%%
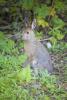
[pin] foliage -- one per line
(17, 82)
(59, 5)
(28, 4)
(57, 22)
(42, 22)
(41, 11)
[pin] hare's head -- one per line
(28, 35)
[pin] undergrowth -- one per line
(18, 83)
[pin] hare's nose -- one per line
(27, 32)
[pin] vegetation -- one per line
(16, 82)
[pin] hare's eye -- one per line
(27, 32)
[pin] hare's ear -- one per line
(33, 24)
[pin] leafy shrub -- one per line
%%
%%
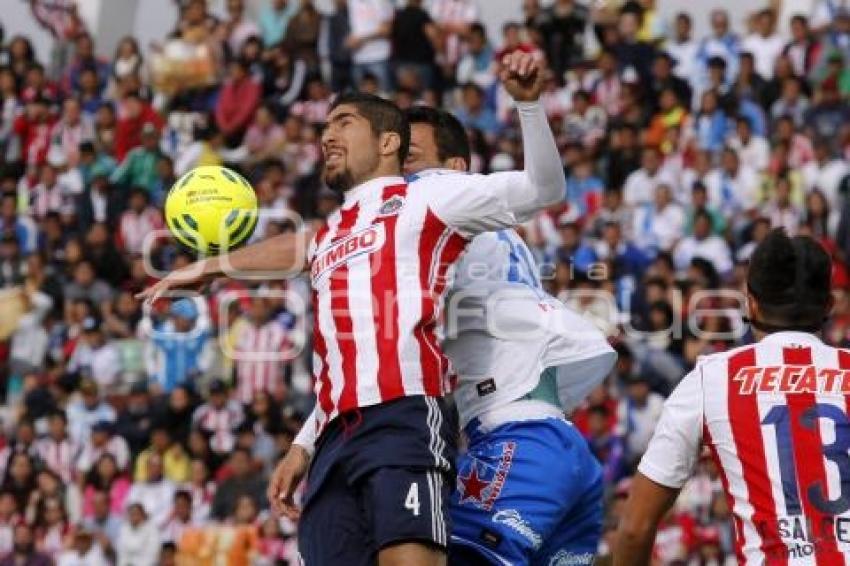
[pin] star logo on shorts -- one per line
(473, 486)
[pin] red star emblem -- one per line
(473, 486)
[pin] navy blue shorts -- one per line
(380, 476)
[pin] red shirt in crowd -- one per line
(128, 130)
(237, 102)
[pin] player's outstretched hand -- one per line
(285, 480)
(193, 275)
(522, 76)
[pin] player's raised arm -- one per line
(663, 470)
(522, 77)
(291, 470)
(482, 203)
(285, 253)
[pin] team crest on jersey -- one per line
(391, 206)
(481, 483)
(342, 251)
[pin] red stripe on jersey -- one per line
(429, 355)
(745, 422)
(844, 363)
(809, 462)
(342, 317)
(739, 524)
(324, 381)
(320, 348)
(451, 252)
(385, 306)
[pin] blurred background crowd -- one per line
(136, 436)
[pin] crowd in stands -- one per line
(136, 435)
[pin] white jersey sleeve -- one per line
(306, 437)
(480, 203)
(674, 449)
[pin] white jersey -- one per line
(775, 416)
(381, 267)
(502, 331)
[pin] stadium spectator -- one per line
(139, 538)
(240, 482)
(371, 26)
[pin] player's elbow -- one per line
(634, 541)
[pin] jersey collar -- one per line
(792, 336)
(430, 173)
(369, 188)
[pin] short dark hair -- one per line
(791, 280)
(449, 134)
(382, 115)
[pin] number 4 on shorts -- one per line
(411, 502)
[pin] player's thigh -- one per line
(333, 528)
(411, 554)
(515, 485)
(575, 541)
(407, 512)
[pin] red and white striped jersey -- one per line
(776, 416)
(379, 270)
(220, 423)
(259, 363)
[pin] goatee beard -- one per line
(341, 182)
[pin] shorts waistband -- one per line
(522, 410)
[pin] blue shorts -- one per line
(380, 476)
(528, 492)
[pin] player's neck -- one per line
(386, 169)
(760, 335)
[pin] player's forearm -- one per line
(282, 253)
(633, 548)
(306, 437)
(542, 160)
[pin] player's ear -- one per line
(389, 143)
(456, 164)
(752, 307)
%%
%%
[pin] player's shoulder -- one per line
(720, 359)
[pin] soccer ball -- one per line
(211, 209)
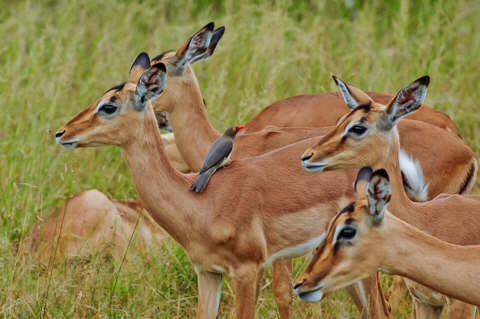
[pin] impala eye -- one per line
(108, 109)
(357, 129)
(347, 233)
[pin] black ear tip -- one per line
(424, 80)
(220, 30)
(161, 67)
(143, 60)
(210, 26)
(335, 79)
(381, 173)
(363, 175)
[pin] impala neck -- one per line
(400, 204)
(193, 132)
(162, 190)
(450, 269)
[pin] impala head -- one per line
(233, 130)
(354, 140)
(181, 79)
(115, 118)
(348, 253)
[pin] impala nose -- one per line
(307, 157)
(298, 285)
%%
> _Exercise_
Pick out each line of the material above that contains the string "shorts", and copy those lines.

> _Worked answer_
[pin] star logo on shorts -- one per line
[pin] navy blue shorts -- one per line
[pin] number 4 on shorts -- one per line
[pin] shorts waistband -- one per line
[pin] blue shorts -- one per line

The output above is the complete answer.